[Saved data entries]

Segment Open

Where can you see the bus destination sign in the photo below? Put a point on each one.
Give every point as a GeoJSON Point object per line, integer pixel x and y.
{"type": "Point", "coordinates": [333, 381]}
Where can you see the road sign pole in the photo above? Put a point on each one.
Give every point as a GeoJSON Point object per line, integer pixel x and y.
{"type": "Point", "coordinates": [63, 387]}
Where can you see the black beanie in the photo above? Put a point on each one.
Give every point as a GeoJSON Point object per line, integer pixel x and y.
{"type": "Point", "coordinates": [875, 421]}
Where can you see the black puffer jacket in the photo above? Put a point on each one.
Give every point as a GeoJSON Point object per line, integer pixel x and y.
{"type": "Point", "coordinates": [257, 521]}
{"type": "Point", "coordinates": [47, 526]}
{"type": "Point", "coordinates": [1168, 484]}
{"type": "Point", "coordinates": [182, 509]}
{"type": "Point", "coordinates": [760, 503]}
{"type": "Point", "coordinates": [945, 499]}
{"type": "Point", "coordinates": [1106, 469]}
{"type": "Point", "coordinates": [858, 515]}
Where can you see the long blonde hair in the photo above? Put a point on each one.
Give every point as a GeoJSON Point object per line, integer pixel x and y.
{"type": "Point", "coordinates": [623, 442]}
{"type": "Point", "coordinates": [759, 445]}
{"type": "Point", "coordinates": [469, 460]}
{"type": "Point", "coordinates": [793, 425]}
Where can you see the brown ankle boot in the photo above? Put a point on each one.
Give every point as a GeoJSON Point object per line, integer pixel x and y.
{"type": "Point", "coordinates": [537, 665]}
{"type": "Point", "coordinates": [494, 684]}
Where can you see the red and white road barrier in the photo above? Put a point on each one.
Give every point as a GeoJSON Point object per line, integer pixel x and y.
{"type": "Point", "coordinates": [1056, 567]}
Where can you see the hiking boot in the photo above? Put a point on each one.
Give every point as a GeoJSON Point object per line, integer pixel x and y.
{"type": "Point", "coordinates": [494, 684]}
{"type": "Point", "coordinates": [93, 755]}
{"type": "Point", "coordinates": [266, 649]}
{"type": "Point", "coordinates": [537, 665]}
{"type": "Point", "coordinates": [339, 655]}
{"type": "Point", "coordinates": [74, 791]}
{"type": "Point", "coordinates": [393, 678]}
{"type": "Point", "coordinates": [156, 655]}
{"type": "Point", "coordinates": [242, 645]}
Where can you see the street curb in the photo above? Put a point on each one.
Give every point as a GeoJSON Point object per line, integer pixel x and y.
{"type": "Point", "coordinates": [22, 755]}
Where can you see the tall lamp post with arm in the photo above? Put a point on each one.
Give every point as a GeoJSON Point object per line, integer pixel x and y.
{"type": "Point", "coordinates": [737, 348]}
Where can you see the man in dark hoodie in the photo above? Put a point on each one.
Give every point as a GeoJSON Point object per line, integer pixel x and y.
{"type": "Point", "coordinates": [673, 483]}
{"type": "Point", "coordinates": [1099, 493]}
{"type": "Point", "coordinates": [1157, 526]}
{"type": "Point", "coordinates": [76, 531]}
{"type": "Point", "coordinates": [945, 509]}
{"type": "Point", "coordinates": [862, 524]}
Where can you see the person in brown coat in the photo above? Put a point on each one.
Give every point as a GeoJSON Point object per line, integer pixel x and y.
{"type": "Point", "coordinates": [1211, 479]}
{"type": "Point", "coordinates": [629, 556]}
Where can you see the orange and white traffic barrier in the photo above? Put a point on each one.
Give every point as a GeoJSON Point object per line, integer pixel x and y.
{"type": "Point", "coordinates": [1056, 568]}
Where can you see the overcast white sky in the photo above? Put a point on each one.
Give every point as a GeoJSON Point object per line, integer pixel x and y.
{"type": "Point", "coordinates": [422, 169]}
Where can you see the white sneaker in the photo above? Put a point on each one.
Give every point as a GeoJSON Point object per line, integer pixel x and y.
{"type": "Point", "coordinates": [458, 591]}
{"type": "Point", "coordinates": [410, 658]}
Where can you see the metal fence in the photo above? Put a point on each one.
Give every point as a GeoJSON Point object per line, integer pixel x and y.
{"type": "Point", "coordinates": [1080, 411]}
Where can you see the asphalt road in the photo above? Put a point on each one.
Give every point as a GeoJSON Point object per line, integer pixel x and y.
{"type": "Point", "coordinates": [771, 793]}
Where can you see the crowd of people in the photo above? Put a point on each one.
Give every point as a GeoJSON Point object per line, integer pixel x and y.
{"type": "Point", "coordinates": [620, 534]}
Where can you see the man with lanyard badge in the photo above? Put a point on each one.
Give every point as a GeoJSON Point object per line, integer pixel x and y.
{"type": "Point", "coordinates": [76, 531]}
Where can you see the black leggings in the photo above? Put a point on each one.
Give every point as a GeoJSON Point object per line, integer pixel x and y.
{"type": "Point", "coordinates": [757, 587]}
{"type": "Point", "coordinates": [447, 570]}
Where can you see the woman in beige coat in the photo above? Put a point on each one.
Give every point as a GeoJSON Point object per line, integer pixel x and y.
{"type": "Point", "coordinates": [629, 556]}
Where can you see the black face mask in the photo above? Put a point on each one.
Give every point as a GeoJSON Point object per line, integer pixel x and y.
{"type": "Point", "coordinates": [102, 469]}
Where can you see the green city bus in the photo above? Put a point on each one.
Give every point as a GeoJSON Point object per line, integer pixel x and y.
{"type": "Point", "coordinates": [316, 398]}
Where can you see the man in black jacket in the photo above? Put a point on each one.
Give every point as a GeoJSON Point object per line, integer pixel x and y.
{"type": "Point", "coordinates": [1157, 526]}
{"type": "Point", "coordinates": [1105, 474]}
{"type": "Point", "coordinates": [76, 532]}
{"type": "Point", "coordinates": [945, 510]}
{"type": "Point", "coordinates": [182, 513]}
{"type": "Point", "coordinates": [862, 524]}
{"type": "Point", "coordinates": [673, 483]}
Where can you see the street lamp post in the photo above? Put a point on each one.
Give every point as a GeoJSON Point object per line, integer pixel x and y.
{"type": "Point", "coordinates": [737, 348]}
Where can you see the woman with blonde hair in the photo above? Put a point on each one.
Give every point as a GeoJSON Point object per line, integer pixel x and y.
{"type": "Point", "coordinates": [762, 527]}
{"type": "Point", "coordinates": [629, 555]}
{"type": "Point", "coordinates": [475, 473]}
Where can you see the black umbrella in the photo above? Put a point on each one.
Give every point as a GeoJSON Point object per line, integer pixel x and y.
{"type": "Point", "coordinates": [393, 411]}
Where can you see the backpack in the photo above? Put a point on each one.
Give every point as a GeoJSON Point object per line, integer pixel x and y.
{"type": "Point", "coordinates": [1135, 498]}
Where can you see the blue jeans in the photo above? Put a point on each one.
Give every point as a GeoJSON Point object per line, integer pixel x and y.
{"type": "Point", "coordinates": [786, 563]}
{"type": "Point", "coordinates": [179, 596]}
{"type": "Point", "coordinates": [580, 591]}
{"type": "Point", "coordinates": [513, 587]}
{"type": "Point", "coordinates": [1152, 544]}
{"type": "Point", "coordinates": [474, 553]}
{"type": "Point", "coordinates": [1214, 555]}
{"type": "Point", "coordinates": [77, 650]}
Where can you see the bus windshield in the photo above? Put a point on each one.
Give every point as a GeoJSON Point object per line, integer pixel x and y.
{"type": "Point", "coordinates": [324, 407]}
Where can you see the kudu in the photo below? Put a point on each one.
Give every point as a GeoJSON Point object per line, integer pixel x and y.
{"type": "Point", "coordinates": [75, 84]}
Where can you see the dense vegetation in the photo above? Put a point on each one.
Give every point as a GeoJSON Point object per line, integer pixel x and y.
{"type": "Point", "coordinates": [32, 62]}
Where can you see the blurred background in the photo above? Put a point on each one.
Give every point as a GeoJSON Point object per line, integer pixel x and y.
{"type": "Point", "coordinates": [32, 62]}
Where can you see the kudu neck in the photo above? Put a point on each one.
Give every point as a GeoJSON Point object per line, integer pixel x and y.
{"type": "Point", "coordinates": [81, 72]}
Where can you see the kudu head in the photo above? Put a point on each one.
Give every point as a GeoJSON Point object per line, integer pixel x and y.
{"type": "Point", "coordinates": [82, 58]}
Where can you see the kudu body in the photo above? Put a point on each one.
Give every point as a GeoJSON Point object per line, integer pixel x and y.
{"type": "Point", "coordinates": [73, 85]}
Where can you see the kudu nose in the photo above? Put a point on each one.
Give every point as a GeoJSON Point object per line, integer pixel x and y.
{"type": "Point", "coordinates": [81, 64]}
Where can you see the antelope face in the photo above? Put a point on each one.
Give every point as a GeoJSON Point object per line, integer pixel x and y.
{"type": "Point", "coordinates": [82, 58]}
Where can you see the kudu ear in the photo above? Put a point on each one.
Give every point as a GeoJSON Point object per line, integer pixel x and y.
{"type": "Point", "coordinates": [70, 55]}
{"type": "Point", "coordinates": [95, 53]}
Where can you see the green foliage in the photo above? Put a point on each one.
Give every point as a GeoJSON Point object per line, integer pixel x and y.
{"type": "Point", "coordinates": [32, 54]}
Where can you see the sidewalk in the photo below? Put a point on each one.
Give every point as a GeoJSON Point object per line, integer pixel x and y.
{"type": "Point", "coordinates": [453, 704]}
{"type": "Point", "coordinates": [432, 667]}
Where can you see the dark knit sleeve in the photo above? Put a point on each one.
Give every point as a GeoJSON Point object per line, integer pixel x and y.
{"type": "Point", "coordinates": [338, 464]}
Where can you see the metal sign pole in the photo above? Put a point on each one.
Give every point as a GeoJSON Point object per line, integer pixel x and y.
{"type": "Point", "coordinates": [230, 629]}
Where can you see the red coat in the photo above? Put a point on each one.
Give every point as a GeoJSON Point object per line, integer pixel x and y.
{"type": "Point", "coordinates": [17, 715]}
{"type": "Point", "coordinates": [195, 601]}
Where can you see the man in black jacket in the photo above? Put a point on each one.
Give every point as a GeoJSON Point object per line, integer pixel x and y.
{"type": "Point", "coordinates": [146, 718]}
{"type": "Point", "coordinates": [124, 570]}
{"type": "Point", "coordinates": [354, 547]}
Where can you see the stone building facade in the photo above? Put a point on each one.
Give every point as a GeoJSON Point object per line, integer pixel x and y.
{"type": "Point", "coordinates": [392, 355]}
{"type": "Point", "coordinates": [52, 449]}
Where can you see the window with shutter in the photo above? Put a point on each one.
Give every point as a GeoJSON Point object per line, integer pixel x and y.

Segment Closed

■ Problem details ■
Go through the data above and copy each line that holds the word "brown".

■ Your solution ■
Where can you see the brown ankle boot in the photo above? Put a point on each one.
Where can you see the person in brown coat in the photo above? Put a point on each one.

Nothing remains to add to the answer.